| What you are asked to do |
Would you write out the entries below, every one of them, exactly?

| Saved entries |
-- Opening Marker --

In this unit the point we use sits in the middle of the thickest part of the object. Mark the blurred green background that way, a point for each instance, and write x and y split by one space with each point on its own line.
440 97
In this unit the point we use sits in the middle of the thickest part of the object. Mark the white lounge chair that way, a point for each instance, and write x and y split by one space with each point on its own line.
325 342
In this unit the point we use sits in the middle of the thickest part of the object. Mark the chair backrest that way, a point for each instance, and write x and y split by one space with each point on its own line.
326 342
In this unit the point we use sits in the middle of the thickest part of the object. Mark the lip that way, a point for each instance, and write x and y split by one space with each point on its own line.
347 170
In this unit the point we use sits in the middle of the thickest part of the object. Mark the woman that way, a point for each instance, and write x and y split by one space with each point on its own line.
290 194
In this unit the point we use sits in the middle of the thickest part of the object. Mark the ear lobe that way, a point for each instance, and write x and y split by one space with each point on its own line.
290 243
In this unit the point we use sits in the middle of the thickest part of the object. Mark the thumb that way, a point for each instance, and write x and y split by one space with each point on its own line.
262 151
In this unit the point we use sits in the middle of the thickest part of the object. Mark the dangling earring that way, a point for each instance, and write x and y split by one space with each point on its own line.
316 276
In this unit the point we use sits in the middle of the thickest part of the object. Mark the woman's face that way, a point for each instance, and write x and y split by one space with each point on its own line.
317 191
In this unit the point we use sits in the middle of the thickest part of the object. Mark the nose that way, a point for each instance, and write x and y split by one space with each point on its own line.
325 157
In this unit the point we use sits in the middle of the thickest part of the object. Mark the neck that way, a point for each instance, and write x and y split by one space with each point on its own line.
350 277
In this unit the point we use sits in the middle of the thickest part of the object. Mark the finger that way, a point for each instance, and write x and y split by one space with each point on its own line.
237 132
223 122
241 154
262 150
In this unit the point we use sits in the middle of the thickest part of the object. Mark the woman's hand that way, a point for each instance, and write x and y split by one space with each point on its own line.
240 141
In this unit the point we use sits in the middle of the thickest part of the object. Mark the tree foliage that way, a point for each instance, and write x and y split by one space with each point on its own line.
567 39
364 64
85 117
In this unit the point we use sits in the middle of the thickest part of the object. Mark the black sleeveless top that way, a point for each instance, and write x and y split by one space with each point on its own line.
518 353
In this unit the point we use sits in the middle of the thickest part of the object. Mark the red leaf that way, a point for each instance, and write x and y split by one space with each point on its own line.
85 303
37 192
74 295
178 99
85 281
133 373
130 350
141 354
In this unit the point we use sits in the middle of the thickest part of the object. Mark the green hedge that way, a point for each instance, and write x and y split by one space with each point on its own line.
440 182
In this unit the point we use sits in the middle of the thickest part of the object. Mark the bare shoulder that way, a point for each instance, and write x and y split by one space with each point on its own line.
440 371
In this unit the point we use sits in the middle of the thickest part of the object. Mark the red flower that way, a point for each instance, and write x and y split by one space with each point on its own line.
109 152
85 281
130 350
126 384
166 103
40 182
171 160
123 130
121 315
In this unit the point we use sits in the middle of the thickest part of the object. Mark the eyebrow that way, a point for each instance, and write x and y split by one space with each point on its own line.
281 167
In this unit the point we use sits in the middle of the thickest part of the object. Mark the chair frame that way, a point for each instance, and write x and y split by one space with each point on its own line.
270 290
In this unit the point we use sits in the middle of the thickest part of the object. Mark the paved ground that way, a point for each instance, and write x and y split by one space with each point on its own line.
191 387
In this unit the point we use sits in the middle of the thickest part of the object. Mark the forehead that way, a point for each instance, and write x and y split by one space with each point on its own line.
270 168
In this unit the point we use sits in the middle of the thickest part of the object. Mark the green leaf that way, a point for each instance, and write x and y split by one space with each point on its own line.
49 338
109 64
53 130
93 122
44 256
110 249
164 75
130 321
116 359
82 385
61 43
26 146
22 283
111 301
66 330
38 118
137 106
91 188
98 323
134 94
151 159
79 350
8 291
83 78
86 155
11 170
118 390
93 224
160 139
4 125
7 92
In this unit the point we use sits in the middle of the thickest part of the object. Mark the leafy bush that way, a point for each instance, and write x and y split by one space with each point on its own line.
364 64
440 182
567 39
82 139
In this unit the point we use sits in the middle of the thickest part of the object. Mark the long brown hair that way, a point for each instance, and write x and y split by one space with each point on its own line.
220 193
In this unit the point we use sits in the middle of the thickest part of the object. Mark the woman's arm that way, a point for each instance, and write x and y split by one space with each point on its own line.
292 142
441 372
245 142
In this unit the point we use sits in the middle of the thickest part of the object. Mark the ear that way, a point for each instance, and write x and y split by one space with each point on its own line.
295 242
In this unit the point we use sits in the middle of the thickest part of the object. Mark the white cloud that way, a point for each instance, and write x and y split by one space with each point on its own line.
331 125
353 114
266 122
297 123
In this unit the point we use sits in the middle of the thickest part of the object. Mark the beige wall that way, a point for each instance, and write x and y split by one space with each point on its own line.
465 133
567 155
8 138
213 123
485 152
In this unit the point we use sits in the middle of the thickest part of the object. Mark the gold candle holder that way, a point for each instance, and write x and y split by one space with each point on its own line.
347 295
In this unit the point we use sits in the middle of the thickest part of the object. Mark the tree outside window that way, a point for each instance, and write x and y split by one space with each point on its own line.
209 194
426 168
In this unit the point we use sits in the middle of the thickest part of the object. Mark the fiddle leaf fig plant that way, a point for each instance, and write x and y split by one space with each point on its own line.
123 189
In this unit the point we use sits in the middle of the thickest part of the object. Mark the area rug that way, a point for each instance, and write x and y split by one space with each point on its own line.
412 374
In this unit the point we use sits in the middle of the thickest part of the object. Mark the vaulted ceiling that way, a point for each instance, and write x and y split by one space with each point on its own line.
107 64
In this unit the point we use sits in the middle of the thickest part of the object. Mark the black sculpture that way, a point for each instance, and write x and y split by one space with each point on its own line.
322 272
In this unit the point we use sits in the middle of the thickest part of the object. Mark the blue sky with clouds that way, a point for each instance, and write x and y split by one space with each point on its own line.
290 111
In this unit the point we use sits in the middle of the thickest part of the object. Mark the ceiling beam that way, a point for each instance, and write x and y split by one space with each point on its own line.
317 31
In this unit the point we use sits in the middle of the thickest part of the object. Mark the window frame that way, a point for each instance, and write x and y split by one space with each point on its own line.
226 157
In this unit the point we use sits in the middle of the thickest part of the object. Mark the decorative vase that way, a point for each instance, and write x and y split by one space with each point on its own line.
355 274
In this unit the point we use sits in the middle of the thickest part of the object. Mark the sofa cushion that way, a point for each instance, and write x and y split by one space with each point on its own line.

-- Closing Marker --

| Expected output |
In this unit the point we use sits in the middle of the thickest part of the object. Mark the blurred green background that way, a point for each instance, and write x and y split by one space with each point on its own line.
440 97
In this unit the point we use sits in the middle of the thickest part of the object. Mark the white lounge chair that way, a point for each instance, and write x and y split by one space with each point on its own line.
325 342
In this unit the point we use sits in the middle of the thickest part of the object. Mark the chair backrest that way, a point for each instance, and write x and y split by one space with each point on its own line.
326 342
In this unit the point we use sits in the middle of the thickest part of the object. Mark the lip that way, a point for each instance, and write x and y split by one space with each point on its own line.
347 170
In this unit the point we use sits in the middle of the thickest part of the object. Mark the woman that way, a point for each instance, and write x and y split by one space with each point on its own line.
290 194
In this unit the point we use sits in the middle of the thickest part of the object. Mark the ear lobe that way, a point for each instance, and write x and y split by one space with each point on its own line.
290 243
In this unit the point we use sits in the middle of the thickest part of the object. Mark the thumb that way, a point for each instance, and write x and y split by one space with each point on its own line.
262 151
In this unit the point we use sits in the middle of the thickest part of the object. Mark the dangling earring that way, a point for each instance, and write x and y split by one space with each point on its own line.
316 276
In this unit the point we use sits in the middle of the thickest part of the object. Mark the woman's face that way, a point for each instance, and write x and y split by one space with each point on its own line.
317 191
In this unit the point we use sits in the middle of the thickest part of the object. Mark the nose that way, a point for each instance, and write x and y split by one space with each point on its own line.
325 157
In this unit the point we use sits in the middle of the thickest part of the object. Mark the neck that way, a point for each instance, and write x and y split by one space with each point on its own line.
350 277
In this unit the point we use sits in the middle of the thickest part of the object. Mark the finger that way, a point for each instance, and write x and y split by one space with each point on its own line.
237 132
223 122
241 154
262 150
In this unit the point we use sits in the middle of the thickest part of the object. Mark the woman's hand that way, a point for each instance, and write x and y split by one space with each point on its own line.
240 141
In this unit the point we use sits in the middle of the thickest part of the object. Mark the tree foliage that way, a point for each instance, and write x and y split by one space with each point on its own line.
567 39
364 64
85 117
In this unit the point we use sits in the middle of the thickest part of the object. Mark the black sleeveless top that way, a point for each instance, and write x and y split by one space with each point on its own line.
518 353
In this unit the point we use sits in the middle of the thickest part of the object. Mark the red leaf that way, a point for each instance, and write x and y split by one space with each point on its own line.
85 303
37 192
74 295
178 99
85 281
133 373
130 350
141 354
In this unit the point we use sits in the middle of the thickest part of the object. Mark the green hedge that way, a point for each instance, and write x and y split by one space with each point on its own line.
440 182
In this unit the point we use sits in the middle of the thickest part of the object. Mark the bare shoulder that way, a point for each instance, and write x and y split by one space with each point on its own line.
440 371
In this unit the point we use sits in the middle of the thickest part of the object. Mark the red flower that way, a point for each instance, and write x and y split by one space with each point on its own line.
109 152
85 281
130 350
126 384
166 103
40 182
171 160
123 130
121 315
In this unit the point we use sits in the middle of the thickest part of the object. Mark the eyebrow that way, a point for each instance, and write x and y split by one space with each point on its own line.
281 167
In this unit the point we use sits in the middle of the thickest part of the object. Mark the chair frame that way, a point for each instance, and write x and y split by one space with each point on its own line.
270 290
In this unit the point we use sits in the middle of the thickest part of the object. Mark the paved ground that way, a point for each instance, and write x and y split by one space with each point on its own line.
191 387
In this unit the point we use sits in the middle of the thickest part of the object. Mark the forehead that way, a point for each instance, and write x and y split by one space with each point on its own line.
270 168
In this unit the point we use sits in the middle of the thickest part of the object. Mark the green leaf that way, a point for each instance, and write x and y split by one space with each point on its own line.
49 338
109 64
53 130
93 122
44 256
110 249
164 75
130 321
116 359
82 385
61 43
26 146
22 283
111 301
66 330
38 118
137 106
91 188
98 323
134 94
151 159
79 350
8 291
83 78
86 155
11 170
118 390
93 224
160 139
4 125
7 92
In this unit the point we use sits in the middle of the thickest part of the object. Mark the leafy bush that way, a point for each instance, and write x and y split by one space with each point on its own line.
364 64
440 182
567 39
82 139
In this unit the point we use sits in the middle of the thickest part of the object. Mark the long brown hair that way, a point for each instance, and write x and y split by one space with each point on its own line.
220 193
In this unit the point we use sits in the middle of the thickest part of the object. Mark the woman's arm that way, a point for each instance, and write x and y split by one space with each point on its own line.
292 142
441 372
245 142
In this unit the point we use sits in the middle of the thickest part of the object. Mark the ear that way, a point for each instance, and write x and y split by one space with each point on its own line.
295 242
In this unit the point we use sits in the middle of the thickest part of the object. Mark the white cloud that way, a point for each instance, and write x and y split by one space with each point on its own line.
331 125
353 114
266 122
297 123
In this unit the point we use sits in the middle of the thickest part of the object. Mark the beige wall that way, a point for each instance, and write x and y split by one space with each point on its own line.
465 133
567 155
8 138
213 123
485 152
In this unit the point we use sits in the middle of the thickest part of the object. Mark the gold candle holder that way, a point for each instance, and write x and y split by one space with each point on its own line.
347 295
In this unit the point we use sits in the middle of the thickest part of the object. Mark the tree outside window that way, a point for each instance, and write x and y split by one space with each point on its own line.
209 194
426 168
In this unit the point we use sits in the middle of the thickest part of the object. Mark the fiddle leaf fig plant that way, a point for each instance, and write x and y split by one space with each point on its own line.
123 189
In this unit the point we use sits in the middle of the thickest part of the object. Mark the area rug that way, a point for each instance, and write x and y split by one space with each point on its own line.
412 374
In this unit the point we use sits in the middle of the thickest part of the object. Mark the vaulted ceiling that way, a point for each instance, and write x and y split by one space with each point on its own line.
107 64
In this unit the point we use sits in the middle of the thickest part of the object. Mark the black sculpture that way, a point for each instance, and write x and y split by one space with each point on its own line.
322 272
In this unit the point we use sits in the middle of the thickest part of the object. Mark the blue sky with clouds that way, a point for each instance, and write x and y split by one space with each point on its own line.
290 111
In this unit the point we use sits in the middle of the thickest part of the object. Mark the ceiling beam that way, a point for each instance, and write x and y split by one space with each point on its own line.
317 31
In this unit the point we use sits in the middle of the thickest part of the object. Mark the window frame that way, a point for each instance, and write x and y split by one space with each point on its own line.
226 157
In this unit the point we use sits in the middle of the thickest part of the object. Mark the decorative vase that way, a point for each instance, and write x and y split by one space with each point on its own line.
355 274
In this unit the point we use sits in the middle of the thickest part of the object. Mark the sofa cushion that way, a point for each instance, and write x and y split by one space with each point on its own line.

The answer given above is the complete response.